GOAL:
Copy the listing below in full and skip every picture.

## START DATA FOR THIS TASK

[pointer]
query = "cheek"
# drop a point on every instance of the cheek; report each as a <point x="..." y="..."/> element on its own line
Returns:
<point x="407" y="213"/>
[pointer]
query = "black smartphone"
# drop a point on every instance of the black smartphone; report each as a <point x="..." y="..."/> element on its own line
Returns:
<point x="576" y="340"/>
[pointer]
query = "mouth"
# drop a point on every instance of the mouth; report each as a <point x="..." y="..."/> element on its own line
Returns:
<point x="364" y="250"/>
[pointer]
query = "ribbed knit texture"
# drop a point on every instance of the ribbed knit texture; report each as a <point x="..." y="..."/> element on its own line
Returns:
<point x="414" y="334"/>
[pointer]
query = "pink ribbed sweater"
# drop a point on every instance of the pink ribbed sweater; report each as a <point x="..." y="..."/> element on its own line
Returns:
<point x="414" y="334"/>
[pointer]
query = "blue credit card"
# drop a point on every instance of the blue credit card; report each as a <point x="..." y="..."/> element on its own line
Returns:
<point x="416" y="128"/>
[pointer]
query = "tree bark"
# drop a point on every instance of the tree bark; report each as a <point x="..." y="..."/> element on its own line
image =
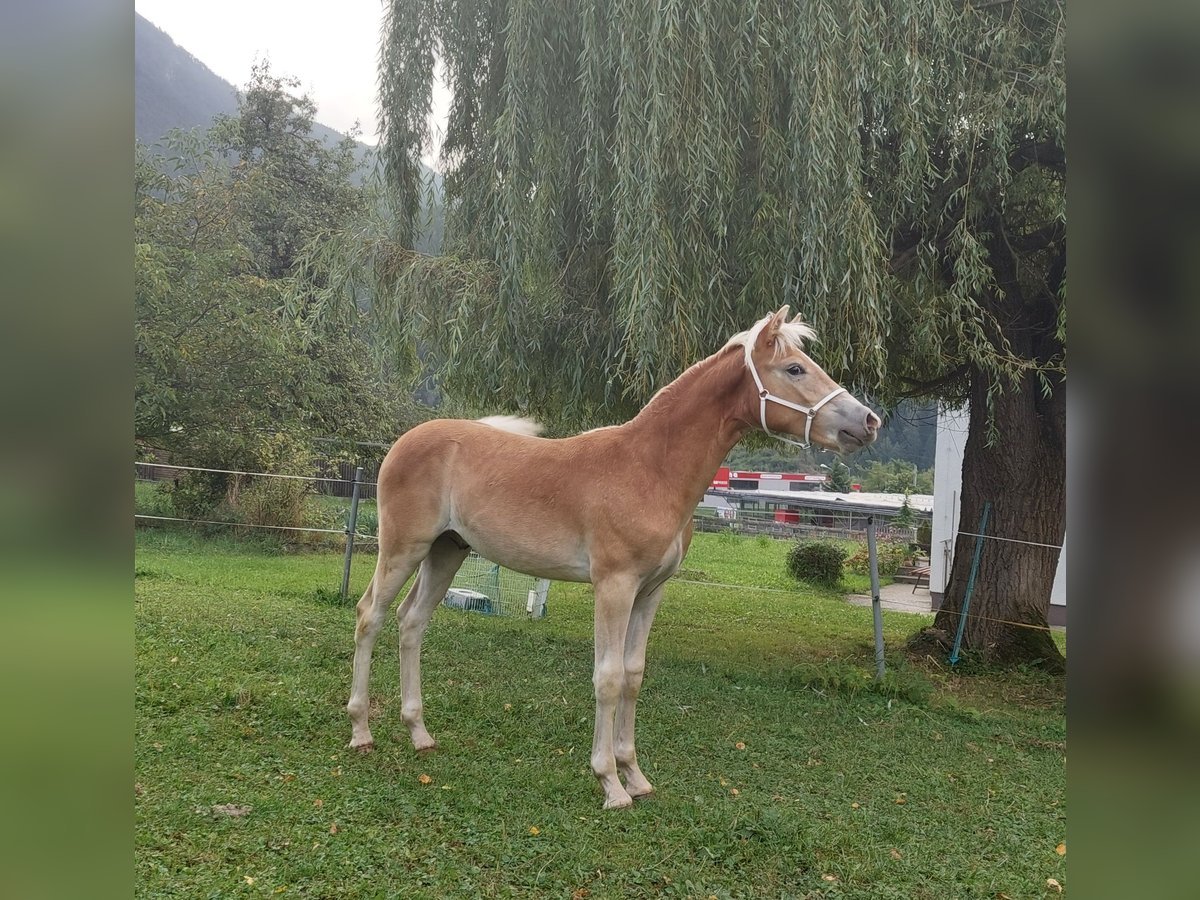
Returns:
<point x="1023" y="473"/>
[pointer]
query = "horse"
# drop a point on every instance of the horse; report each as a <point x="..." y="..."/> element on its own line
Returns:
<point x="612" y="507"/>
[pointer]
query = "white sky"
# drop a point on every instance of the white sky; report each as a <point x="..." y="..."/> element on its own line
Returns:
<point x="331" y="47"/>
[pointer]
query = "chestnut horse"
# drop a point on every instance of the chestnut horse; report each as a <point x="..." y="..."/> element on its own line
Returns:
<point x="611" y="507"/>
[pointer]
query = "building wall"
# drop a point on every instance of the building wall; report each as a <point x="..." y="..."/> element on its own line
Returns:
<point x="952" y="438"/>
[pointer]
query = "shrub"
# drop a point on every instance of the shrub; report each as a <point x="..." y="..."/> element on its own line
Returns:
<point x="817" y="562"/>
<point x="891" y="557"/>
<point x="925" y="534"/>
<point x="274" y="502"/>
<point x="195" y="495"/>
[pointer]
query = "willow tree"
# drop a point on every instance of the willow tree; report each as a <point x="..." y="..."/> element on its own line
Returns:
<point x="625" y="184"/>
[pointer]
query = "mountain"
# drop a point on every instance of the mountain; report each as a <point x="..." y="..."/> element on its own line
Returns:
<point x="172" y="89"/>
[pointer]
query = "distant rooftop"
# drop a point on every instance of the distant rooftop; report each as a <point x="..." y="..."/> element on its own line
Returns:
<point x="855" y="499"/>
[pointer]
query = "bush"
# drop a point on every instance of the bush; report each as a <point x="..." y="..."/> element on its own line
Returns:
<point x="925" y="534"/>
<point x="274" y="502"/>
<point x="817" y="562"/>
<point x="891" y="557"/>
<point x="195" y="495"/>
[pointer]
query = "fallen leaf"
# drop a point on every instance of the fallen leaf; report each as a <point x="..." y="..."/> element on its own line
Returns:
<point x="231" y="809"/>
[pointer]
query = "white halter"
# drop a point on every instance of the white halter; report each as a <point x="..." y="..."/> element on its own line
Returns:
<point x="765" y="395"/>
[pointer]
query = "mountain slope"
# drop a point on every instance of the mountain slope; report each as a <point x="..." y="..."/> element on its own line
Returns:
<point x="172" y="89"/>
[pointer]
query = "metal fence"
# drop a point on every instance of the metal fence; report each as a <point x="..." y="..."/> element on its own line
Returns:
<point x="749" y="523"/>
<point x="484" y="586"/>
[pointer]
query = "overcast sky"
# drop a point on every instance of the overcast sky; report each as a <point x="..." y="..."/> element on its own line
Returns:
<point x="331" y="47"/>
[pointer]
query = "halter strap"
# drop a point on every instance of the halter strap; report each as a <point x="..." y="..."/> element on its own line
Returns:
<point x="809" y="412"/>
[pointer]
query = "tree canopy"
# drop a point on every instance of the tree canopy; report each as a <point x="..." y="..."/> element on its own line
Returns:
<point x="228" y="373"/>
<point x="627" y="184"/>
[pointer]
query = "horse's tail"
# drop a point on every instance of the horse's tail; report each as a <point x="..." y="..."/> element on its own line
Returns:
<point x="514" y="424"/>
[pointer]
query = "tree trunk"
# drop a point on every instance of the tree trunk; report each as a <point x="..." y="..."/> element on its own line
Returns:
<point x="1023" y="473"/>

## END DATA FOR THIS TASK

FULL RESPONSE:
[pointer]
query = "cheek"
# drop a point on every instance of the cheek; report each as a <point x="..." y="..."/> element on its own line
Returns:
<point x="407" y="213"/>
[pointer]
query = "black smartphone"
# drop a point on every instance of the black smartphone; report each as a <point x="..." y="..."/> element on its own line
Returns:
<point x="576" y="340"/>
[pointer]
query = "mouth"
# drop a point on every instance of the mouth; report each as a <point x="..." y="..."/> element on its own line
Returns:
<point x="364" y="250"/>
[pointer]
query = "ribbed knit texture"
# drop a point on every instance of the ribbed knit texture; report each as a <point x="..." y="..."/> element on its own line
Returns:
<point x="414" y="334"/>
[pointer]
query = "pink ribbed sweater"
# drop a point on every instance of the pink ribbed sweater; report each as a <point x="..." y="..."/> element on its own line
Returns:
<point x="414" y="334"/>
[pointer]
query = "blue credit card"
# drop a point on every instance of the blue credit card; report each as a <point x="..." y="..."/> element on its own line
Returns:
<point x="416" y="128"/>
[pointer]
query = "tree bark"
# drop a point on every instance of the tree bark; report each as a <point x="..." y="..."/> element on its own line
image =
Returns:
<point x="1023" y="473"/>
[pointer]
query = "horse"
# drop a point on every instance of the horse; report each as a <point x="..." y="..."/> element on its own line
Returns:
<point x="612" y="507"/>
[pointer]
query = "white sky"
# drop a point on every instance of the white sky; report each as a <point x="..." y="..."/> element on its own line
Returns:
<point x="331" y="47"/>
[pointer]
query = "chestnut horse"
# drop a point on every instance of the chestnut horse; report each as a <point x="..." y="..."/> element on its own line
Returns:
<point x="611" y="507"/>
[pointer]
query = "building wall"
# drop a point on every instance of the building wall; report each as a <point x="..." y="..."/> element on its own line
Returns:
<point x="952" y="438"/>
[pointer]
query = "shrub"
# drop a point on every instance of the shrub; report each as a <point x="..." y="..."/> element on its own line
Returns:
<point x="817" y="562"/>
<point x="891" y="557"/>
<point x="925" y="534"/>
<point x="274" y="502"/>
<point x="195" y="495"/>
[pointer]
query = "willow tree"
# drop a point on every instance of the willow tree; report each as a <point x="..." y="..."/> element on its own line
Returns:
<point x="625" y="184"/>
[pointer]
query = "mountain"
# drop a point on every instance of the mountain; report each as a <point x="..." y="..."/> element on its own line
Returns:
<point x="172" y="89"/>
[pointer]
query = "distant rooftop"
# drop a point on every instance of the distant rooftop; report each as a <point x="..." y="..."/> element on its own line
Returns:
<point x="855" y="499"/>
[pointer]
query = "bush"
# drop a point on every instance of the bush; report each as a <point x="..." y="..."/> element on its own line
Returns:
<point x="925" y="534"/>
<point x="274" y="502"/>
<point x="817" y="562"/>
<point x="891" y="557"/>
<point x="195" y="495"/>
[pointer]
query = "fallen leaf"
# drop a point on every instance of the fallen leaf; report each as a <point x="..." y="..."/> element on its own line
Returns:
<point x="231" y="809"/>
[pointer]
query = "white halter"
# drop a point on every instance of the white halter; report each as a <point x="..." y="..."/> element on its own line
Returns:
<point x="765" y="395"/>
[pointer]
query = "mountain slope"
# drop a point on every instance of the mountain slope; report each as a <point x="..." y="..."/> element on its own line
Returns:
<point x="172" y="89"/>
[pointer]
query = "metal fence"
# drop a point on every instance of the metal fence; report each as a <point x="..." y="..."/> element on its own line
Returns:
<point x="749" y="523"/>
<point x="484" y="586"/>
[pointer]
query = "overcast sky"
# drop a point on every instance of the overcast sky; report each as a <point x="..." y="..."/> element on its own line
Returns:
<point x="331" y="47"/>
[pointer]
query = "halter strap"
# drop a point on every instance of the halter strap; report each as a <point x="..." y="..."/> element on its own line
Returns:
<point x="809" y="412"/>
[pointer]
query = "tree canopy"
# drop a point on every instance of the tree canopy; report each as a <point x="..." y="..."/> element on its own line
Returns:
<point x="228" y="373"/>
<point x="627" y="184"/>
[pointer]
query = "horse's tail"
# drop a point on every instance of the horse's tail; report each as a <point x="..." y="..."/> element on its own line
Returns:
<point x="514" y="424"/>
[pointer]
query = "tree trunk"
# drop a point on every instance of the tree trunk; report each as a <point x="..." y="..."/> element on its own line
Returns:
<point x="1023" y="473"/>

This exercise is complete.